#### [Task prompt]
The lines that make up this material should each be returned exactly.
★ ★ ★ ★
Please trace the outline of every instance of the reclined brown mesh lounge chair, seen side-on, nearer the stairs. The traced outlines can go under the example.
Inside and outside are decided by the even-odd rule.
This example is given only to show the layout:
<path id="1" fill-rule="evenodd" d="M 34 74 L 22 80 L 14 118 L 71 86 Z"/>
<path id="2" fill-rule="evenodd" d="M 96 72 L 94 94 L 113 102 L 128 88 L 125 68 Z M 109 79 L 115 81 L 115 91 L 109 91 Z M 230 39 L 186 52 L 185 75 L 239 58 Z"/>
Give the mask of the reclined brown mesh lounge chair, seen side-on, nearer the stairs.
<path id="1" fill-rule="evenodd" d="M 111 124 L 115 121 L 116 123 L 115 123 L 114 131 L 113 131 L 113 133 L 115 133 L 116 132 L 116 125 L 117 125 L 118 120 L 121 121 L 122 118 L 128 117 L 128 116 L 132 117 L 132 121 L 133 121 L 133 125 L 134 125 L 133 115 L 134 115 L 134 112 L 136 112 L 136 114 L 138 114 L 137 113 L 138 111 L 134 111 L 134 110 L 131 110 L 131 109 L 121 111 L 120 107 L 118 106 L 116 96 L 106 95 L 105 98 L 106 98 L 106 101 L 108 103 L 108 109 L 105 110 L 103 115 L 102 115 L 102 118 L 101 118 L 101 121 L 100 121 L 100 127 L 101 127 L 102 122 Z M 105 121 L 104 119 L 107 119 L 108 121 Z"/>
★ ★ ★ ★
#### [Solution below]
Please trace the outline of every instance of the reclined brown mesh lounge chair, seen side-on, nearer the stairs. The traced outlines can go under the example.
Inside and outside are decided by the even-odd rule.
This example is given only to show the layout:
<path id="1" fill-rule="evenodd" d="M 34 74 L 22 80 L 14 118 L 71 86 Z"/>
<path id="2" fill-rule="evenodd" d="M 96 72 L 94 94 L 113 102 L 128 88 L 125 68 Z M 109 79 L 115 81 L 115 91 L 109 91 Z M 230 39 L 186 52 L 185 75 L 239 58 Z"/>
Give the mask of the reclined brown mesh lounge chair, seen side-on, nearer the stairs.
<path id="1" fill-rule="evenodd" d="M 111 124 L 115 121 L 116 123 L 115 123 L 114 131 L 113 131 L 113 133 L 115 133 L 116 132 L 116 125 L 117 125 L 118 120 L 121 121 L 122 118 L 128 117 L 128 116 L 132 117 L 132 121 L 133 121 L 133 125 L 134 125 L 133 115 L 134 115 L 134 112 L 136 112 L 136 114 L 138 114 L 137 113 L 138 111 L 134 111 L 134 110 L 131 110 L 131 109 L 121 111 L 120 107 L 118 106 L 116 96 L 106 95 L 105 98 L 106 98 L 106 101 L 108 103 L 108 109 L 105 110 L 103 115 L 102 115 L 102 118 L 101 118 L 101 121 L 100 121 L 100 127 L 101 127 L 102 122 Z M 105 121 L 104 119 L 107 119 L 108 121 Z"/>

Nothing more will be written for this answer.